(Reading text)
'''

A new strategy in chemotherapy: preliminary studies on Cu(II) complexes aimed at exploiting the enhanced copper uptake in malignancies

Copper is an essential trace element for living organisms and, in particular, is the third most abundant transition metal ion in human body. Due to its easy switching from Cu(I) to Cu(II) under physiological conditions, copper is found in many metalloproteins and enzymes in the form of Cu(I), Cu(II) and also Cu(III) ions. Concerning the relationship between copper and cancer, in 1980s, it was proposed that copper plays an important role in angiogenesis. In particular, it was found that three copperbinding proteins (ceruloplasmin, heparin, and glycyl-L-histidyl-L-lysine) are essential factors to generate new blood vessels from the existing vascular bed. Interestingly, among the transition metals, only copper was found to stimulate the secretion of several angiogenic mediators such as vascular endothelial growth factor (VEGF), basic fibroblast growth factor (bFGF) and interleukin-1 (IL-1).[1] Moreover, the abnormal accumulation of copper in cancer cells seems to be a distinguishing characteristic between transformed and healthy cells. This finding encouraged the development of several copper complexes able to take advantage of such atypical metabolic requirement. Their ability to kill tumor cells is mainly related to the induction of an oxidative stress that leads to cell death either by necrosis or through the activation of the apoptotic process.[2,3] Based on these considerations, in the past we designed some copper(II)-complexes with sulfur-donor ligands that proved to be very potent toward a wide panel of human tumor cell lines.[4,5] Here we present the synthesis and the physico-chemical characterization of some copper dithiocarbamato complexes and we compare the different classes of such compounds in their chemical and biological properties. Three different types of dithiocarbamato compounds derived from primary amines, amines containing heteroatoms and methylated ones, have been investigated. The in vitro antiproliferative evaluation highlighted that some of them are able to induce cell death in human cervix adenocarcinoma cells (HeLa cell line) with IC50 values comparable or lower than that obtained for cisplatin.

'''

(Data listing)
'''

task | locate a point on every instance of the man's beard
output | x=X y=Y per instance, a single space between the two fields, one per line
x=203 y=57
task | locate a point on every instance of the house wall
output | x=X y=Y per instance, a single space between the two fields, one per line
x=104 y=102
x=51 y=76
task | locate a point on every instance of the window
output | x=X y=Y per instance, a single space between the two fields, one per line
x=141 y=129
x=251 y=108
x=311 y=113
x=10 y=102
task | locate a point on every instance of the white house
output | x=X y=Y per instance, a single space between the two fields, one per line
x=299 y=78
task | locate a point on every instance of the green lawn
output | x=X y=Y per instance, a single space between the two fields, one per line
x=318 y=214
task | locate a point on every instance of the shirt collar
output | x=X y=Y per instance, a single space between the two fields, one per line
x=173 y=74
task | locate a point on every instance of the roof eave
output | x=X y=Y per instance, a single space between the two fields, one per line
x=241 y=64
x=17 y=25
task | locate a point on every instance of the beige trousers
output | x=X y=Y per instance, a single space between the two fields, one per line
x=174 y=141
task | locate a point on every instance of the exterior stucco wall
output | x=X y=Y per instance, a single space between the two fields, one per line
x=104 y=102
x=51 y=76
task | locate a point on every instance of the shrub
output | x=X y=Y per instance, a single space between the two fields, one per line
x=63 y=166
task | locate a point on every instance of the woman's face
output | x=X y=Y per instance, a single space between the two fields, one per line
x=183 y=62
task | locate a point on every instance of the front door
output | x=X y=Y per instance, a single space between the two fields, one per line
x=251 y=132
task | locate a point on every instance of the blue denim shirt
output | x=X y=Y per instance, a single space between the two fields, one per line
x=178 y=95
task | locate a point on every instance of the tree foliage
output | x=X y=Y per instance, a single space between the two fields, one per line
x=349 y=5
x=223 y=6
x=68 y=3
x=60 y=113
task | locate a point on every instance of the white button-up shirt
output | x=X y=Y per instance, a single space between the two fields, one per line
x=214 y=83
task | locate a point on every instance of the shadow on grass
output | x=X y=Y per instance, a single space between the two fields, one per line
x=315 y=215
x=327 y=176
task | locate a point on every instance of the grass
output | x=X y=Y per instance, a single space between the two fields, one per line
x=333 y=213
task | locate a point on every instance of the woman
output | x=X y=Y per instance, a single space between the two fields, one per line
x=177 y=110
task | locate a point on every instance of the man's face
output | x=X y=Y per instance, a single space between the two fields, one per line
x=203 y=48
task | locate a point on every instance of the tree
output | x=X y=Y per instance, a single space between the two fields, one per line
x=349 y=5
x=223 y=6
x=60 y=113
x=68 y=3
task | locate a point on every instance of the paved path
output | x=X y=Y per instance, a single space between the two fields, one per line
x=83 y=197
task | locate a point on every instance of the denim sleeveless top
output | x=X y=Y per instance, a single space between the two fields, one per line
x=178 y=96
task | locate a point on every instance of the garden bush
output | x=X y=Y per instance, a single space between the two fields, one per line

'''

(Assigned task) In the abstract on copper complexes, which cell line was used for the in vitro antiproliferative evaluation? None of the items is needed here.

(The answer) The HeLa cell line (human cervix adenocarcinoma cells).